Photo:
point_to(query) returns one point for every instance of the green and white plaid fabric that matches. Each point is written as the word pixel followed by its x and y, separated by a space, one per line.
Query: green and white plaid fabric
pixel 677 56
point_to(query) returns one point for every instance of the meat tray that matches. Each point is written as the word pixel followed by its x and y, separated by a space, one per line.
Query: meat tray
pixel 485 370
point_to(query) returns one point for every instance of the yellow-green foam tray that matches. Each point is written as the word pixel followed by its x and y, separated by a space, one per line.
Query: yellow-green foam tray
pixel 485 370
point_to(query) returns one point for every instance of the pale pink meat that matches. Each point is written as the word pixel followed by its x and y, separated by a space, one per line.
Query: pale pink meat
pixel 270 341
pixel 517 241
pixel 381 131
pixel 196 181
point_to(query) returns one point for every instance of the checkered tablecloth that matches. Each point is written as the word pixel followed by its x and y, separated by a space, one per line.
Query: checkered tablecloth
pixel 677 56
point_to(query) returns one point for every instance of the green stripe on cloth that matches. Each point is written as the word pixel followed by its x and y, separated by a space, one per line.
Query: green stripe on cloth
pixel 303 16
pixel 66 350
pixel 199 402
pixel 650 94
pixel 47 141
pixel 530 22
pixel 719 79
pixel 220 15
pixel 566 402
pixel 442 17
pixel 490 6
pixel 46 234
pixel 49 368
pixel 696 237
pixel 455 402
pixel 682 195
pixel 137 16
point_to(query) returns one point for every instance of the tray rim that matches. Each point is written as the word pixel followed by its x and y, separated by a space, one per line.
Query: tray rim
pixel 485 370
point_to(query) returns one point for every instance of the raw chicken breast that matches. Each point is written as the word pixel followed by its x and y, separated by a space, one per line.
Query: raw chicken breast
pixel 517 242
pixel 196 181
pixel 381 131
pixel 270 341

--

What is being asked: Set out every item above as a two-column CSV with the headers item_text and points, one row per item. Place each item's full text and its answer in their own quoted fields, with line breaks replaced by spaces.

The reply:
item_text,points
"Photo: point_to(query) returns one point for every instance of the green and white plaid fabric that matches. Each point is written as the word pixel followed by its x and y, separated by a space, one per line. Query: green and white plaid fabric","pixel 677 56"
"point_to(query) returns one point for every instance of the meat tray that matches. Each point is written as the word pixel followed by its x and y, separated by a space, one per line. Query: meat tray","pixel 485 370"
"point_to(query) returns one point for every instance of the yellow-green foam tray that matches. Each point is written as the word pixel followed by its x and y, separated by a space, one per line. Query: yellow-green foam tray","pixel 485 370"
"point_to(query) returns one point for every instance of the pale pink meat that matches. Each point is written as the word pixel followed by its x and y, separated by a space, one per line. Query: pale pink meat","pixel 270 341 pixel 517 241 pixel 381 131 pixel 196 181"
"point_to(query) returns one point for every instance of the checkered tablecloth that matches. Each point is written as the word pixel followed by its x and y, separated by a space, one per line. Query: checkered tablecloth","pixel 677 56"
"point_to(query) returns one point for every instance of the green stripe on cloth that matches. Each point is written as the word pixel followed by its x and y, separated by a space, one per line. Query: green stripe on cloth","pixel 303 16 pixel 66 350 pixel 199 402 pixel 650 94 pixel 47 141 pixel 530 22 pixel 719 79 pixel 220 15 pixel 566 402 pixel 442 17 pixel 490 6 pixel 46 234 pixel 49 368 pixel 696 237 pixel 455 402 pixel 682 195 pixel 137 16"
"point_to(query) returns one point for every instance of the tray rim that matches. Each point is written as the word pixel followed by its x and y, separated by a space, one per line. Query: tray rim","pixel 485 370"
"point_to(query) returns one point for every instance of the raw chicken breast that matches. Each point is written as the word pixel followed by its x and y, separated by a space, one per line. Query: raw chicken breast","pixel 517 242 pixel 196 181 pixel 381 131 pixel 270 341"